→ **SET EXERCISE**:
Scale the items from the line containing "Target: window frame" down to the line containing "x=347, y=187", both lines included, by restating every line with each answer coordinate multiplied by 1.3 and rounded to a whole number, halves rounded up. Keep the numbers in the requests and format samples unchanged, and leave the pictures out of your answer.

→ **GIVEN RECORDS**:
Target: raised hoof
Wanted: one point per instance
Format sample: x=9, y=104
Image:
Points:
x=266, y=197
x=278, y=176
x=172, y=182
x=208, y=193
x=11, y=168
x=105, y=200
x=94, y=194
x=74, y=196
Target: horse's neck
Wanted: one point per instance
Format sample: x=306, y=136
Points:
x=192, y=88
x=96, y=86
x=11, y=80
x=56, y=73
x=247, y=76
...
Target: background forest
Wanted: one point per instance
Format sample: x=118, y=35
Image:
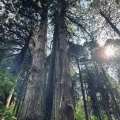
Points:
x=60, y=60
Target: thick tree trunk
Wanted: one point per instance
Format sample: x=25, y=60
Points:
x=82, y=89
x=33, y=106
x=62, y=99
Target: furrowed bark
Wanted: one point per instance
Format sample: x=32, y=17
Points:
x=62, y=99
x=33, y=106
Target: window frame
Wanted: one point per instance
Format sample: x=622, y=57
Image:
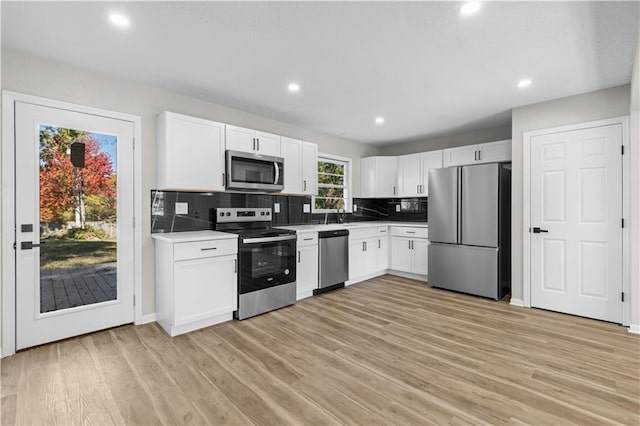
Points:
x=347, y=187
--
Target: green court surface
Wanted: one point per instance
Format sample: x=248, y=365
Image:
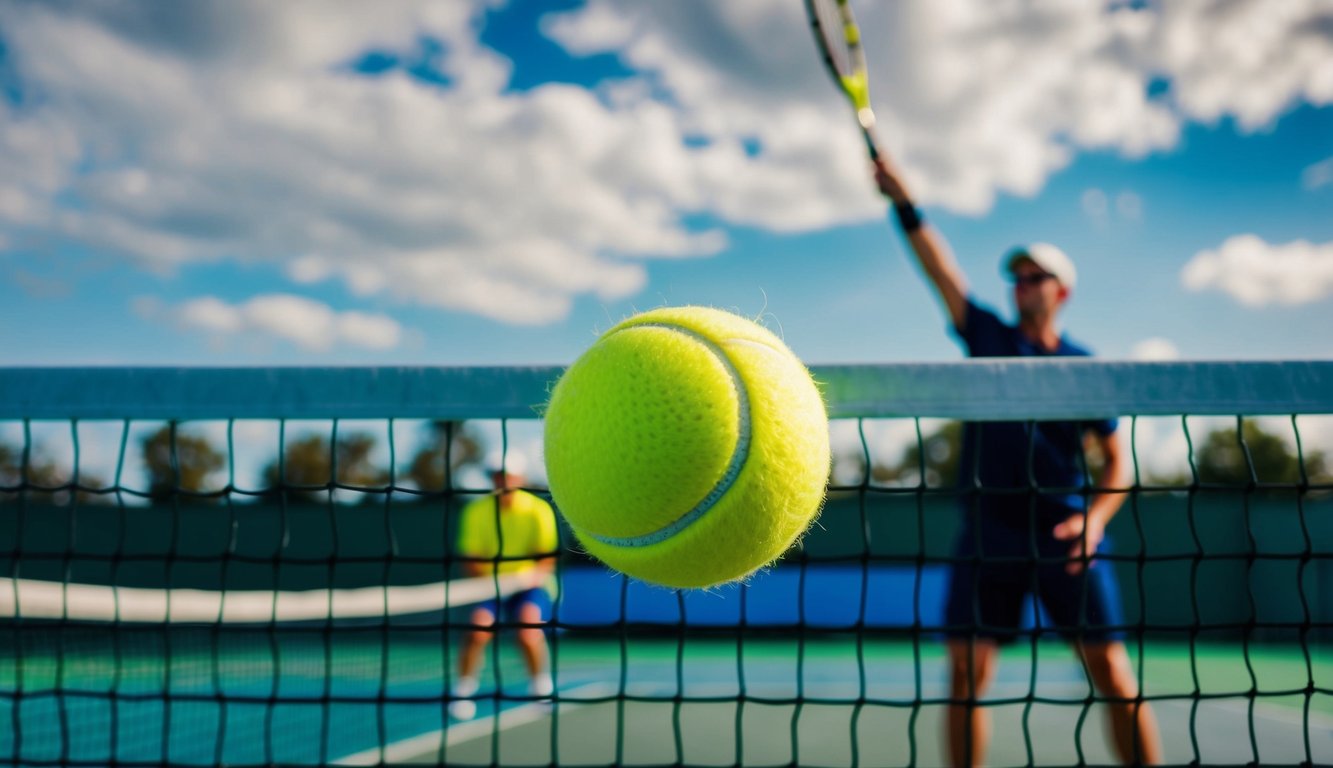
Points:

→ **ANSWER TO THE TASK**:
Target: window frame
Wanted: one point per instance
Format sample: x=622, y=57
Image:
Points:
x=451, y=243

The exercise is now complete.